Exercise:
Print out the entries that follow exactly, missing none.

(Saved entries)
◇ ◇ ◇
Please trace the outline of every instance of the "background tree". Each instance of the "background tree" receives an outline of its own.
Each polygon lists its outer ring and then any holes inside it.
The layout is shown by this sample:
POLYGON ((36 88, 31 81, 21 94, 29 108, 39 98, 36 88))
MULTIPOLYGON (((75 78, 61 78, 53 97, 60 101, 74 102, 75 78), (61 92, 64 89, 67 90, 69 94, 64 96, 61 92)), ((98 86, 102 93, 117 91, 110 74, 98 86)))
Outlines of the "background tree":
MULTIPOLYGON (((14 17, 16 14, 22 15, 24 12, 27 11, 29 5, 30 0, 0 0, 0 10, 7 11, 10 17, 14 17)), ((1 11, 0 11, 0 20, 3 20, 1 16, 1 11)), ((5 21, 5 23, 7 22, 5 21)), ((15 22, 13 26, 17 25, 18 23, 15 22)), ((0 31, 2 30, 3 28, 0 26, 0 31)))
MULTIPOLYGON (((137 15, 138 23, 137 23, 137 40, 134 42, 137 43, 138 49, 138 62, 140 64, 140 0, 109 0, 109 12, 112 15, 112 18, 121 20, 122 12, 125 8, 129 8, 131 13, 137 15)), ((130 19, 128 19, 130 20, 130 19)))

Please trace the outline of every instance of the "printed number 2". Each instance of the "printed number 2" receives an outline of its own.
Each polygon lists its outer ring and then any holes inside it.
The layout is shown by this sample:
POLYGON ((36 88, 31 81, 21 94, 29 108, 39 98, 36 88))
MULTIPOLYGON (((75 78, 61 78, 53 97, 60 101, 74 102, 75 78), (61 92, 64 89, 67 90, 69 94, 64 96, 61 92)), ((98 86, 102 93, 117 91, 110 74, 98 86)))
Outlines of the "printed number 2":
◇ ◇ ◇
Result of this task:
Please trace the outline of every instance of the "background tree". Each instance of the "background tree" receives an outline of its own.
Each polygon lists its outer ring and then any holes inside it.
The layout is shown by this sample:
POLYGON ((36 88, 31 81, 21 94, 29 108, 39 98, 36 88))
MULTIPOLYGON (((75 78, 61 78, 53 97, 60 101, 74 102, 75 78), (61 92, 64 89, 67 90, 69 94, 64 96, 61 92)), ((98 86, 102 93, 117 91, 110 74, 98 86)))
Outlines of the "background tree":
MULTIPOLYGON (((14 17, 16 14, 22 15, 24 12, 27 11, 29 5, 30 0, 0 0, 0 10, 7 11, 10 17, 14 17)), ((1 11, 0 11, 0 20, 3 20, 1 16, 1 11)), ((5 21, 5 23, 7 22, 5 21)), ((15 22, 13 26, 17 25, 18 23, 15 22)), ((0 31, 2 30, 3 28, 0 26, 0 31)))
MULTIPOLYGON (((137 15, 138 23, 137 23, 137 40, 134 42, 137 43, 138 49, 138 62, 140 64, 140 0, 109 0, 109 12, 112 15, 112 18, 121 20, 122 12, 125 8, 129 8, 131 13, 137 15)), ((130 19, 128 19, 130 20, 130 19)))

Please trace the outline of every instance of the "printed number 2". Each instance of the "printed number 2" receives an outline of its own.
Each polygon lists its outer ring and then any holes inside it.
The layout is shown by this sample:
POLYGON ((36 88, 31 81, 21 94, 29 108, 39 98, 36 88))
MULTIPOLYGON (((75 78, 61 78, 53 97, 60 101, 74 102, 75 78), (61 92, 64 89, 67 90, 69 94, 64 96, 61 92)), ((98 86, 102 93, 117 91, 110 74, 98 86)))
Outlines of the "printed number 2":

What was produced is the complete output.